Short task: Retype, with no changes, the records from the line with "Target: crowd of people" up to and including the line with "pixel 328 378". Leave the pictures out of your answer.

Input material:

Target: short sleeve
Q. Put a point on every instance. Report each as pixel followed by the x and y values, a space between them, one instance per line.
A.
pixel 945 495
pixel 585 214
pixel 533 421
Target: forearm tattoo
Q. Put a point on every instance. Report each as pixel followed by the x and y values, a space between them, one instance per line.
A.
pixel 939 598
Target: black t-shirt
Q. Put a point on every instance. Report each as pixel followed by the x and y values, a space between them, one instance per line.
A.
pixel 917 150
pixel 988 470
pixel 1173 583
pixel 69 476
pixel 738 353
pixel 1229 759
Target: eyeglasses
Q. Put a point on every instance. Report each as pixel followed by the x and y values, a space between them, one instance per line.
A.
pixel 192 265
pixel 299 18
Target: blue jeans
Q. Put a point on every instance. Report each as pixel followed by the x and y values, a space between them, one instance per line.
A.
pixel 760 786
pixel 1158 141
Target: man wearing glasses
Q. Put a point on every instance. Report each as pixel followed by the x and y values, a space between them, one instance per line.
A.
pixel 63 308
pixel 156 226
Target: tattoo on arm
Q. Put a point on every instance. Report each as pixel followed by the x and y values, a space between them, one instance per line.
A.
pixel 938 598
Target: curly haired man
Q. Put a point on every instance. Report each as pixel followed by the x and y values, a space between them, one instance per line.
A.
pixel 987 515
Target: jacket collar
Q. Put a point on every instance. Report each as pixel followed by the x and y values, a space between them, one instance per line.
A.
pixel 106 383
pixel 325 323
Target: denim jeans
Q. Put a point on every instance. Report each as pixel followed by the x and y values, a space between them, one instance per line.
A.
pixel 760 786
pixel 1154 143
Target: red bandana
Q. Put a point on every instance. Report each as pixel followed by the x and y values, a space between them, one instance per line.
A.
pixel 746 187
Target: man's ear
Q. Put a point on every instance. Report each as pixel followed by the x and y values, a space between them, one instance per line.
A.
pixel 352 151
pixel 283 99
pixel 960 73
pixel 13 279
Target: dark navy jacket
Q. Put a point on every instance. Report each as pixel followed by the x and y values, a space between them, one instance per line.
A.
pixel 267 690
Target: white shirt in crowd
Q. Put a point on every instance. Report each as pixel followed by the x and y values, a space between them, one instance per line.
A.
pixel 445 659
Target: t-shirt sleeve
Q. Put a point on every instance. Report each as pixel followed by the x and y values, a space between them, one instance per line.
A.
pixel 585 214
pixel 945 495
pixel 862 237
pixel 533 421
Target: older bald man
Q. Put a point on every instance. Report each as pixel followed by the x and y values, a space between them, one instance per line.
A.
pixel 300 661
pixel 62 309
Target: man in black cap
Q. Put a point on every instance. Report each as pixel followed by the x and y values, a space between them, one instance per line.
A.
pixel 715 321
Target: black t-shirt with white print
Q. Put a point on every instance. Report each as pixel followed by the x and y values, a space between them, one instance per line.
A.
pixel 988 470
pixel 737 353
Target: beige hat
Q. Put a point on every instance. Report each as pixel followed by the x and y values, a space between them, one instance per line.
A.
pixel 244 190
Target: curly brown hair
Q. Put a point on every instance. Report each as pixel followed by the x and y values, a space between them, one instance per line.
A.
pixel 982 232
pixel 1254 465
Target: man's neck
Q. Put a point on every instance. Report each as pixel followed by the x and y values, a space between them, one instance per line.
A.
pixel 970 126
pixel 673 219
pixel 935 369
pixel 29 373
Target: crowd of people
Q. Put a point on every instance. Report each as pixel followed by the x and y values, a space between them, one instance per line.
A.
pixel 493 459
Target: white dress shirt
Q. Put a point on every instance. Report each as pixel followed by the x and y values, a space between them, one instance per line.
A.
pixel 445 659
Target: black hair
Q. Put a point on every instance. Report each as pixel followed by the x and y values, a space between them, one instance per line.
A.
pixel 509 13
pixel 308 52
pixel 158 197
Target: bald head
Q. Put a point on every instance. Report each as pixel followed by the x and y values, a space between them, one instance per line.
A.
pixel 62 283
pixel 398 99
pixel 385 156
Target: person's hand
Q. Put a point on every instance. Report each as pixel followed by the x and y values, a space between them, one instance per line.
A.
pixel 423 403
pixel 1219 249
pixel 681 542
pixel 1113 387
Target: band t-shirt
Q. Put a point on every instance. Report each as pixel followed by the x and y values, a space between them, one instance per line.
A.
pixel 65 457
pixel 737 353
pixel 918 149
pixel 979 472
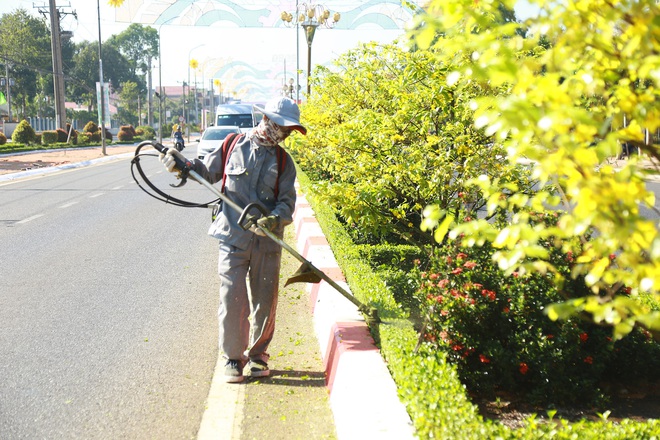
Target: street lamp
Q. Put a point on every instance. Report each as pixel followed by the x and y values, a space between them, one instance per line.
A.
pixel 160 96
pixel 288 89
pixel 310 16
pixel 190 64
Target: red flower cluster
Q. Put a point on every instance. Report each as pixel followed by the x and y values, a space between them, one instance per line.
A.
pixel 488 294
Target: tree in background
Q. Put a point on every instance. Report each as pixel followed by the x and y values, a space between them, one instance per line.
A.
pixel 139 44
pixel 127 113
pixel 25 48
pixel 564 110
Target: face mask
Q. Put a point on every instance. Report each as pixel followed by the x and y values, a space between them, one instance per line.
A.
pixel 270 134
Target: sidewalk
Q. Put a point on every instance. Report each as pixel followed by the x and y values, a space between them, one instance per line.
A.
pixel 328 378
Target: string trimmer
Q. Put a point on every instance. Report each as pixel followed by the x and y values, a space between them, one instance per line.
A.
pixel 307 273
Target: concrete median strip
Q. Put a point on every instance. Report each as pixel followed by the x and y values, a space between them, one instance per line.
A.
pixel 363 395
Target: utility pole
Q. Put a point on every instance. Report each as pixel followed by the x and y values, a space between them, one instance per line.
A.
pixel 56 48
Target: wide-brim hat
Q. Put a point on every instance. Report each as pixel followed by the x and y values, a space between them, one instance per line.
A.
pixel 284 112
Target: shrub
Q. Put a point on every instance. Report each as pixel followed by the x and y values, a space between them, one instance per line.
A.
pixel 494 328
pixel 62 135
pixel 146 132
pixel 24 133
pixel 126 133
pixel 93 136
pixel 91 127
pixel 49 137
pixel 82 138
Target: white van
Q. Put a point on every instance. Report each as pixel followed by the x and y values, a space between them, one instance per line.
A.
pixel 239 115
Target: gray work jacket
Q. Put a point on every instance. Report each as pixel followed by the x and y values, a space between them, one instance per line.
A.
pixel 251 176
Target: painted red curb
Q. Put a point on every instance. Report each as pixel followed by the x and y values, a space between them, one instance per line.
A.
pixel 346 337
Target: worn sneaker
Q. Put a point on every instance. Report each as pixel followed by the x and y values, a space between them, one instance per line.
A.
pixel 233 371
pixel 258 369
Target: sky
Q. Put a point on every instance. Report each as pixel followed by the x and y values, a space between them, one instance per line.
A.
pixel 252 53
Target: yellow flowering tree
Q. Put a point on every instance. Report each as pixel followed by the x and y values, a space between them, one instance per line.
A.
pixel 591 87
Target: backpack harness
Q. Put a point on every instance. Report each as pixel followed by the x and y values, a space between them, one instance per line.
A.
pixel 228 146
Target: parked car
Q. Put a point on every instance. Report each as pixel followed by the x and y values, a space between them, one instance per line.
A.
pixel 212 138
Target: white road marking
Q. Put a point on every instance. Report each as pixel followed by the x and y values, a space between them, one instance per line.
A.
pixel 29 219
pixel 224 408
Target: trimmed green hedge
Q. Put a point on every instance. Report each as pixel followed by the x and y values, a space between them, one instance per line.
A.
pixel 427 384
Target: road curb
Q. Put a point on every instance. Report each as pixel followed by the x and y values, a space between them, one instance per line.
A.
pixel 53 169
pixel 363 395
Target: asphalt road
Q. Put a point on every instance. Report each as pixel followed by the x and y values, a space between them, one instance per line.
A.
pixel 107 307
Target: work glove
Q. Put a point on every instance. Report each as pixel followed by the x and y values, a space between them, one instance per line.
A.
pixel 168 159
pixel 269 222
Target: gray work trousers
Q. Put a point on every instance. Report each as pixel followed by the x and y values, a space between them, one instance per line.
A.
pixel 239 269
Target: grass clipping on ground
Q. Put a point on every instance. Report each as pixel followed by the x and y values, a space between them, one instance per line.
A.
pixel 292 403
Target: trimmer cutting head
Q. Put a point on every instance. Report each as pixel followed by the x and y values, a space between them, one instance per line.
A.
pixel 304 274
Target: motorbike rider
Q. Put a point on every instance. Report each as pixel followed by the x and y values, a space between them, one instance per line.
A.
pixel 246 315
pixel 178 137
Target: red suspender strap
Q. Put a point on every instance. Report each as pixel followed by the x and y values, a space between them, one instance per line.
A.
pixel 281 162
pixel 227 147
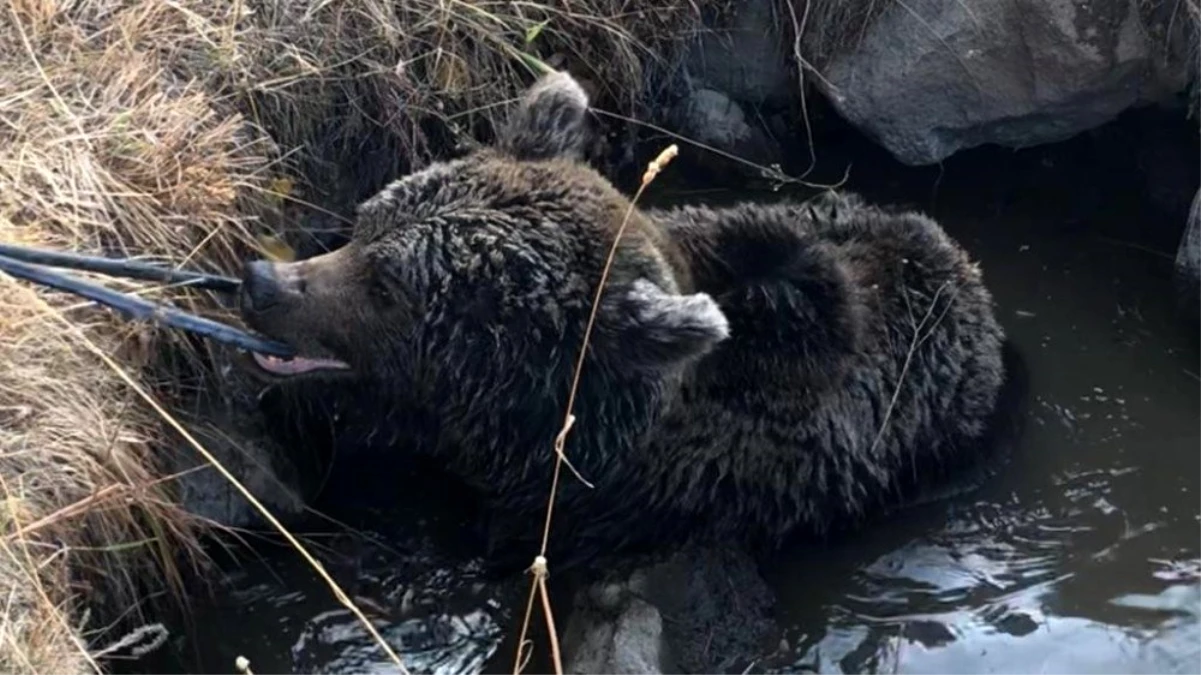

Result:
Target: crowd of people
Q. Put a point on every instance. Report each as pixel followed by the x and y values, a space between them, one instance per line.
A.
pixel 493 459
Target: white dress shirt
Q. Put a point on every instance. Report each as pixel followed by the x and y values, a space between them, one instance per line.
A.
pixel 445 659
Target: black hair
Q. Put a point on every instance. Report each as pixel followed by the x and y values, a space between them, one instance per line.
A.
pixel 509 13
pixel 308 52
pixel 158 197
Target: bald head
Q. Put a point on every instance. Report each as pixel followed by the x and y values, a space between them, one instance per line.
A.
pixel 62 283
pixel 398 99
pixel 385 156
Target: person's hand
Q. Put a point on every instance. Report each as pixel followed by the x and y values, a space between them, one instance per line.
A.
pixel 423 403
pixel 1219 249
pixel 681 542
pixel 1113 387
Target: band t-shirt
Q. Put a point on every instance. Report each as pixel followed by the x and y values, a space between them, one instance per line.
A.
pixel 65 457
pixel 737 353
pixel 918 149
pixel 979 472
Target: street lamp
Q. Put a point on every instance. Report each as pixel followed by the x and y values, a space between them, one instance per line.
A.
pixel 160 96
pixel 288 89
pixel 310 16
pixel 190 64
Target: red flower cluster
Q. Put a point on every instance. Report each as pixel followed by the x and y values, a space between them, one instance per line.
A.
pixel 488 294
Target: tree in background
Q. Put a point on every instance. Report each as pixel followed by the x and y values, a space between them, one instance per line.
A.
pixel 139 44
pixel 127 113
pixel 25 48
pixel 564 110
Target: face mask
Q. Put a point on every instance. Report each as pixel followed by the x and y values, a space between them, one instance per line.
A.
pixel 270 134
Target: sidewalk
Q. Put a point on every instance. Report each as pixel followed by the x and y values, a space between them, one instance per line.
A.
pixel 328 378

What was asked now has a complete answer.